- **PROBLEMA A RESOLVER**:
Cambia "marker" por "mark" y vuelve a escribir las filas, empezando en la que contiene "Rules: pick out every instance of the train headlight" y terminando con la última fila. Deja todo lo demás sin cambios.

- **EXTRACTO DE DATOS**:

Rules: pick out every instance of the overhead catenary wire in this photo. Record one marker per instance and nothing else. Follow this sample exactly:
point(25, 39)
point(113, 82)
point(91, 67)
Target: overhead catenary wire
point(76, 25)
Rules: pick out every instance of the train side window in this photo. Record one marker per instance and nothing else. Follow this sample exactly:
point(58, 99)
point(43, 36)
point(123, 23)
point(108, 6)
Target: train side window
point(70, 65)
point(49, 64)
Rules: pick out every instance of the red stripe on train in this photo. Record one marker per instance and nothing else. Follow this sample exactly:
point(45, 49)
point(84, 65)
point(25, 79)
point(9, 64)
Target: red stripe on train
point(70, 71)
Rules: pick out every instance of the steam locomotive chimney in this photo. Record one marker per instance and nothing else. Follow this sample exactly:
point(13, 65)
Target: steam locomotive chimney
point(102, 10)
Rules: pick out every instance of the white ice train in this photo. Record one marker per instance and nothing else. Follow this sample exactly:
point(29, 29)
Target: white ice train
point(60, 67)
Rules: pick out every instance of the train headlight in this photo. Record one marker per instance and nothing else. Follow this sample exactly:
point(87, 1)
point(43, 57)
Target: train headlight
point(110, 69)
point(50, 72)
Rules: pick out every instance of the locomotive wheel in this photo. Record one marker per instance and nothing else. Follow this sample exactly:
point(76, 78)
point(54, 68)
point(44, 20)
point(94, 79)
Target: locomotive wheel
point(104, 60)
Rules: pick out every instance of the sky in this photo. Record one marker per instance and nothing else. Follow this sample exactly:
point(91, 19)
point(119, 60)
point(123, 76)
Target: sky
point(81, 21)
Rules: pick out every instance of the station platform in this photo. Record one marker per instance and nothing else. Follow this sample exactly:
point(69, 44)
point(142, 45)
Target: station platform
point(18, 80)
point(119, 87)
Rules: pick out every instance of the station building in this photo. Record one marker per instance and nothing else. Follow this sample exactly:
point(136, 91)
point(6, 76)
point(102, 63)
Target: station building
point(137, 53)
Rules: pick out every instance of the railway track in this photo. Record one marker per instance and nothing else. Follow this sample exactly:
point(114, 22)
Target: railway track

- **RESULTADO DE LA TAREA**:
Rules: pick out every instance of the train headlight in this photo. Record one mark per instance and nothing else. Follow this sample exactly:
point(87, 1)
point(43, 57)
Target: train headlight
point(110, 69)
point(50, 72)
Rules: pick out every instance of the locomotive wheel in this photo. Record one mark per instance and nothing else. Follow this sample exactly:
point(76, 78)
point(54, 68)
point(44, 20)
point(94, 79)
Target: locomotive wheel
point(104, 60)
Rules: pick out every instance of the sky in this photo. Record one mark per instance and nothing else. Follow this sample exactly:
point(91, 19)
point(119, 60)
point(123, 76)
Target: sky
point(81, 21)
Rules: pick out every instance of the station platform in this photo. Record one mark per instance and nothing else. Follow this sample exactly:
point(69, 44)
point(142, 45)
Target: station platform
point(18, 80)
point(119, 87)
Rules: pick out every instance of the station building in this photo. Record one mark per instance and nothing else. Follow this sample exactly:
point(136, 91)
point(6, 76)
point(102, 63)
Target: station building
point(137, 53)
Rules: pick out every instance of the railway track in this photo. Record one mark per instance and nothing else. Follow this sample exactly:
point(114, 22)
Target: railway track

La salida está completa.